## Begin

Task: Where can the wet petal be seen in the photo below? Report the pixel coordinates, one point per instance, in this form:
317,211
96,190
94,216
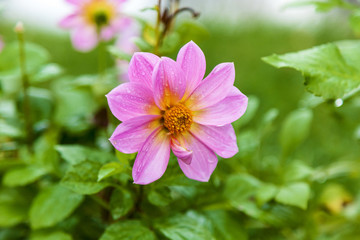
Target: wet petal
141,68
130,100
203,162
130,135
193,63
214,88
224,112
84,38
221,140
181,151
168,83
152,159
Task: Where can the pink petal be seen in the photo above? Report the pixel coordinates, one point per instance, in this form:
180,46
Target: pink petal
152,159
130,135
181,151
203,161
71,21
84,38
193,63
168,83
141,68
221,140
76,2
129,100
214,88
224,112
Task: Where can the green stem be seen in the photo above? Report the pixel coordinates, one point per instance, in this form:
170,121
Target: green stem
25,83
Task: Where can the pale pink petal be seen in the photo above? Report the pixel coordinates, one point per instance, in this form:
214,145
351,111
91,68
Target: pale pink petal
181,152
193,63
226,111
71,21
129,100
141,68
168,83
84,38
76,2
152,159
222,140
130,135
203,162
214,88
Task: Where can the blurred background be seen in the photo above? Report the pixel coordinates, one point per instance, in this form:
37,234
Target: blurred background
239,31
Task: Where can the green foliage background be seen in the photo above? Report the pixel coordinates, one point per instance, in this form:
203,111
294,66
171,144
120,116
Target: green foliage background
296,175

## End
## Begin

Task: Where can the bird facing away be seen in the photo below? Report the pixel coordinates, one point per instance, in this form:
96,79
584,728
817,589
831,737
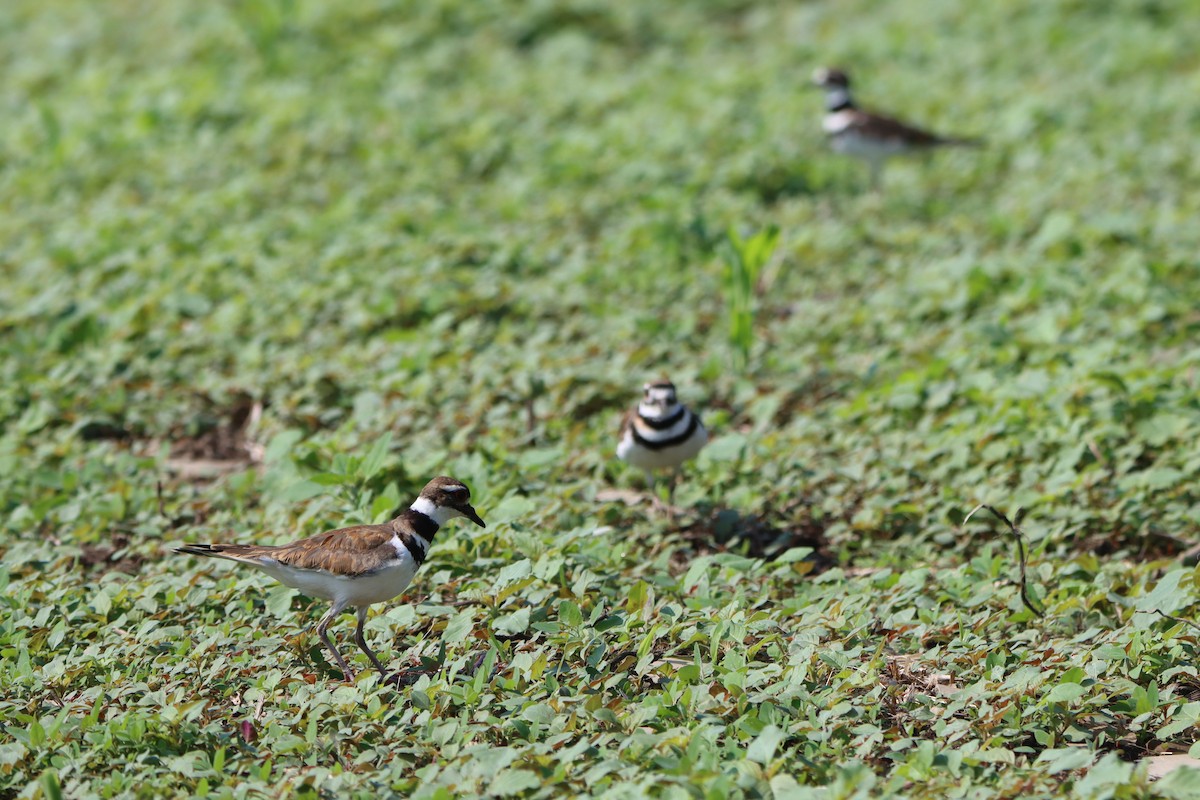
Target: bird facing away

## End
## Begin

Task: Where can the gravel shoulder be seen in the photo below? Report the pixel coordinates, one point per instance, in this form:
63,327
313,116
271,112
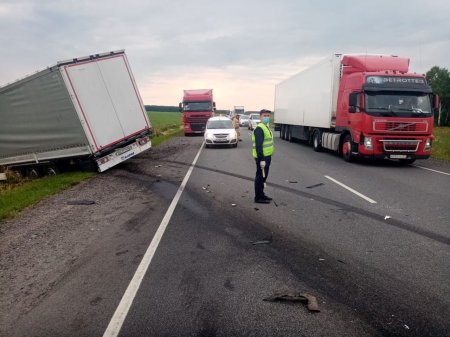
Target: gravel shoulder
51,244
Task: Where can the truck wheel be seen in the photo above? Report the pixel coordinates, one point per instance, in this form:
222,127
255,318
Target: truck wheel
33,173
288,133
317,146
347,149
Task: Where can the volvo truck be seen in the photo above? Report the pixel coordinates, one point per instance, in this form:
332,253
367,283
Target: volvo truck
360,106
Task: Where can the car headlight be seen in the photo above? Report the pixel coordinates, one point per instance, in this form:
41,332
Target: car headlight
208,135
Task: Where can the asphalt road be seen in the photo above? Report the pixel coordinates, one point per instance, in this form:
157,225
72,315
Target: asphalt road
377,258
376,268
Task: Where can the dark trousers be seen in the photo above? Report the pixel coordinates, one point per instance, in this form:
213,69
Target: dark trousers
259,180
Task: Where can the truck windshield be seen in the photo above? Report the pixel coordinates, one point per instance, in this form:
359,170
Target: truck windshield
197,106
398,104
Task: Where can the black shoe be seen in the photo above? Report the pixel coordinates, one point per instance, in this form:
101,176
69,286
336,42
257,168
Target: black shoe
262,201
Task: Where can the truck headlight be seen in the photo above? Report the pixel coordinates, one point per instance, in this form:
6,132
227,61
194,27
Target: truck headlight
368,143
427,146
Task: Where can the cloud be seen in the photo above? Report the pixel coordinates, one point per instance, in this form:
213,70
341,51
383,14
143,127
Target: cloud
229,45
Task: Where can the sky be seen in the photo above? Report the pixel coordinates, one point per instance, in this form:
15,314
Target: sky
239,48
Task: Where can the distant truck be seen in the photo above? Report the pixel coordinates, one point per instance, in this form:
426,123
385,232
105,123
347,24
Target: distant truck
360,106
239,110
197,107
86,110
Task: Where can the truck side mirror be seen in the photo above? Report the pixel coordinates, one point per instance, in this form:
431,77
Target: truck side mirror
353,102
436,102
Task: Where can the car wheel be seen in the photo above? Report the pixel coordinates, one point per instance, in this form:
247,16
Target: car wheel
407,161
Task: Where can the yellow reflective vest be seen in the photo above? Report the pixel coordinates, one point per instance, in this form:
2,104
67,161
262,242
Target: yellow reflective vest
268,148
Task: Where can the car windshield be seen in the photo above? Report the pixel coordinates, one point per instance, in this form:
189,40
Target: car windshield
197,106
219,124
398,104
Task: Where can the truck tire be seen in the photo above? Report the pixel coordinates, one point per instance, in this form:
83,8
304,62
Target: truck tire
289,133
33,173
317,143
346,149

## End

▸ **Task directions**:
Display every line of the entries above that contains the string "volvo". Treat uppercase and lowercase letters as distinct.

▸ **Task output**:
Task: Where can the volvo truck be seen in the photo above? Report the pixel coordinates, one point per instance, in this form:
Target: volvo truck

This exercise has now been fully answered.